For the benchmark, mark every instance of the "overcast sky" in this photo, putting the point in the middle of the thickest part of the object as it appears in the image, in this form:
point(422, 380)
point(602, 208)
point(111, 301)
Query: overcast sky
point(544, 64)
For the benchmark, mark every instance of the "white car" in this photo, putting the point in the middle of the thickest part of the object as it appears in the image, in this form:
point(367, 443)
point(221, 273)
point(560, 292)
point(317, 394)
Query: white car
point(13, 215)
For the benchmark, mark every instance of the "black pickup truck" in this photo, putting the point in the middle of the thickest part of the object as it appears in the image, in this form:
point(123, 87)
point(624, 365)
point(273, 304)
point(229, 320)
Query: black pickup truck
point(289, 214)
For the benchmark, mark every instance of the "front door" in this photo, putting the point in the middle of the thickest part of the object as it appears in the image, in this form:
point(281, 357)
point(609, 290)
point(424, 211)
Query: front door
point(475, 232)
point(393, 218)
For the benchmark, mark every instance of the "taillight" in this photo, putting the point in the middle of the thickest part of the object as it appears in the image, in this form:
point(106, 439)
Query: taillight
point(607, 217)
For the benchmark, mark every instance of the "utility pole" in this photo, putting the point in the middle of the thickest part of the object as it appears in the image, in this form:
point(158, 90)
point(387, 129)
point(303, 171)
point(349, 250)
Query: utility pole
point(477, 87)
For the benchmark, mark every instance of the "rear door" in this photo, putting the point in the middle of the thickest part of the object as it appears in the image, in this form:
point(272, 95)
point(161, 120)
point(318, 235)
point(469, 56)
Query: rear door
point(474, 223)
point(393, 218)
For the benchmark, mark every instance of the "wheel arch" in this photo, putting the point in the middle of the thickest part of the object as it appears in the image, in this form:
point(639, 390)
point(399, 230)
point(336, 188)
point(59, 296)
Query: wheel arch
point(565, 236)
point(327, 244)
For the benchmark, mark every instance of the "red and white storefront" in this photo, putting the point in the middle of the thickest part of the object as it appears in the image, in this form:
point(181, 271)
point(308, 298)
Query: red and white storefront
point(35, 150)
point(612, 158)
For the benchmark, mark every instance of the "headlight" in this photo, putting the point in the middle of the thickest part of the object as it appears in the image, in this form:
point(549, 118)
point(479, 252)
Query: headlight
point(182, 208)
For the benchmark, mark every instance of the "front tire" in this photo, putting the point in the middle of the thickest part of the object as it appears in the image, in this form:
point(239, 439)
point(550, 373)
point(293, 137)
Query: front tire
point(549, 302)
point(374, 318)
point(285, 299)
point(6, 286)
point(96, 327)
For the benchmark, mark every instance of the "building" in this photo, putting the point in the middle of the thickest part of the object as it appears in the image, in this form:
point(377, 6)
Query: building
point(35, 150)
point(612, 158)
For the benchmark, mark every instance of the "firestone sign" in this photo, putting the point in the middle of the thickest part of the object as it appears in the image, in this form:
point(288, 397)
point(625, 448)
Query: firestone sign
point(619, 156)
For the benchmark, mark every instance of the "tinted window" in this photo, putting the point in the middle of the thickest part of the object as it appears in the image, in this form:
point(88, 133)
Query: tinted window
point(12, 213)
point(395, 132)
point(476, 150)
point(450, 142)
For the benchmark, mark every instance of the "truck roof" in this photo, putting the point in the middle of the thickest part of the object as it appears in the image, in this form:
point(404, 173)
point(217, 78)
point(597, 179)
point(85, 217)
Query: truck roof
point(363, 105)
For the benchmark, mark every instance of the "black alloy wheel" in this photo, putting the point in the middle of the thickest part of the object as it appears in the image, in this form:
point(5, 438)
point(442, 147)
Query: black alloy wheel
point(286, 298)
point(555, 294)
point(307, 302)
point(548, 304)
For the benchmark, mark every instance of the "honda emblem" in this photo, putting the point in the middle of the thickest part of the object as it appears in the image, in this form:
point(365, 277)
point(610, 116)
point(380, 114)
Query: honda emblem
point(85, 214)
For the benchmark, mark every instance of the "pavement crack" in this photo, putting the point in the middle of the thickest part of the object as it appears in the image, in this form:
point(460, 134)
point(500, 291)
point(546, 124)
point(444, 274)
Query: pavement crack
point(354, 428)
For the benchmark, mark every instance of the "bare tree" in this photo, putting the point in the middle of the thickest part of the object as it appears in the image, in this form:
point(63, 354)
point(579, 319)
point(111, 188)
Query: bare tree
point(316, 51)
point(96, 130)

● ● ● ● ● ● ●

Extract every line of the data above and reproduce it word for word, keeping the original order and punctuation.

For the benchmark, mark every instance of the "overcast sky" in this photo, putting the point in the middle of the thickest part of the object as it appears in the image, in this form:
point(422, 380)
point(602, 208)
point(111, 301)
Query: overcast sky
point(544, 64)
For the benchmark, mark every instance of the "white car" in this photo, putting the point in the middle of the thickest part of the object as it appears in the image, in this form:
point(367, 443)
point(221, 273)
point(560, 292)
point(317, 394)
Query: white car
point(13, 215)
For the benchmark, mark every instance of the "black pickup truck" in this photo, putting the point in the middle of the thickest part of the object as it appears in the image, in this form:
point(123, 87)
point(624, 365)
point(273, 304)
point(229, 320)
Query: black pickup truck
point(289, 214)
For the benchmark, mark every instance of the "front door" in this photo, putting the point in the middle of the thickest part of the object as it appears in the image, in this form:
point(281, 357)
point(609, 290)
point(424, 211)
Query: front door
point(475, 232)
point(393, 218)
For the benchmark, mark every instance of the "taillight" in this photo, putting the point in the middle of the thickest part of the object as it appears in the image, in this form:
point(106, 439)
Query: taillight
point(607, 217)
For the benchmark, mark every instance of the "utility pole" in this photo, putting the point in the middle of the thickest part of the object as it appears in the image, in this form:
point(158, 90)
point(387, 129)
point(303, 171)
point(349, 250)
Query: utility pole
point(477, 87)
For the benchmark, mark every instance of the "rear door" in this photo, putting the point in the middle of the thickest part of the object as it appears in the image, in this form:
point(272, 95)
point(161, 120)
point(318, 235)
point(469, 56)
Query: rear door
point(474, 223)
point(393, 218)
For the benchmark, mark every instance of the "wheel arch" in this photo, putting the point in the middle of the thickest part of the object as it appears in the image, in this form:
point(639, 390)
point(399, 230)
point(336, 188)
point(59, 296)
Query: wheel arch
point(565, 236)
point(327, 244)
For the benchmark, mark every instance of the "red and white storefront" in this photo, putting the point in the middle of the thickest part of the object as it appears in the image, in this form:
point(181, 271)
point(308, 298)
Query: red and white storefront
point(35, 150)
point(612, 158)
For the benchmark, mark every instance of the "headlight" in this photo, putting the point in the middle of the thickest part of the object as it appears in the image, in this form:
point(549, 118)
point(479, 252)
Query: headlight
point(182, 208)
For the benchmark, mark every instance of the "front tire" in this photo, putting the point in the middle of the thickest part of the object as it appears in the image, in this form:
point(239, 439)
point(550, 373)
point(293, 137)
Query: front tire
point(549, 302)
point(374, 318)
point(285, 299)
point(6, 286)
point(96, 327)
For the benchmark, mark every instance of the "building" in this photo, putting the point in the middle of the thickest part of the object as it appears in the image, in this form:
point(377, 6)
Query: building
point(35, 150)
point(612, 158)
For the benchmark, mark every instance of the "firestone sign" in this photo, putting the point in the middle of the thickest part of the object as it appears in the image, in this form:
point(288, 397)
point(625, 448)
Query: firestone sign
point(619, 156)
For the benchmark, mark every instance of the "tinted window" in this photo, putting the point in the middle of the thickest part of the object as it appears in the image, in this form:
point(88, 133)
Query: tinted window
point(12, 213)
point(395, 132)
point(476, 150)
point(450, 142)
For the benchmark, mark every instance of the "truck roof" in this photo, putting the point in the middle of the thickest part of the object as it appears in the image, in this form:
point(404, 173)
point(217, 78)
point(597, 179)
point(85, 217)
Query: truck roof
point(363, 105)
For the benchmark, mark every instance of the "black alloy wheel" in this photo, putting the point in the middle of the thickest part of the object as it appears in the image, in this form:
point(5, 438)
point(442, 147)
Query: black alloy wheel
point(286, 298)
point(555, 294)
point(307, 302)
point(548, 304)
For the benchmark, mark every instance of the "honda emblem" in this photo, putting the point in the middle of the thickest part of the object as it appears in the image, in this form:
point(365, 277)
point(610, 116)
point(380, 114)
Query: honda emblem
point(85, 214)
For the benchmark, mark every instance of the "pavement crack" in this photo, putting the point in the middle of the thickest part of the object as it appears in the image, in this form:
point(460, 134)
point(500, 291)
point(546, 124)
point(444, 274)
Query: pavement crack
point(354, 428)
For the benchmark, mark every instance of the "bare tree" in this photo, putting the point in the middle of the thickest part of the object as it appears in the image, in this form:
point(63, 354)
point(579, 319)
point(111, 188)
Query: bare tree
point(316, 51)
point(96, 130)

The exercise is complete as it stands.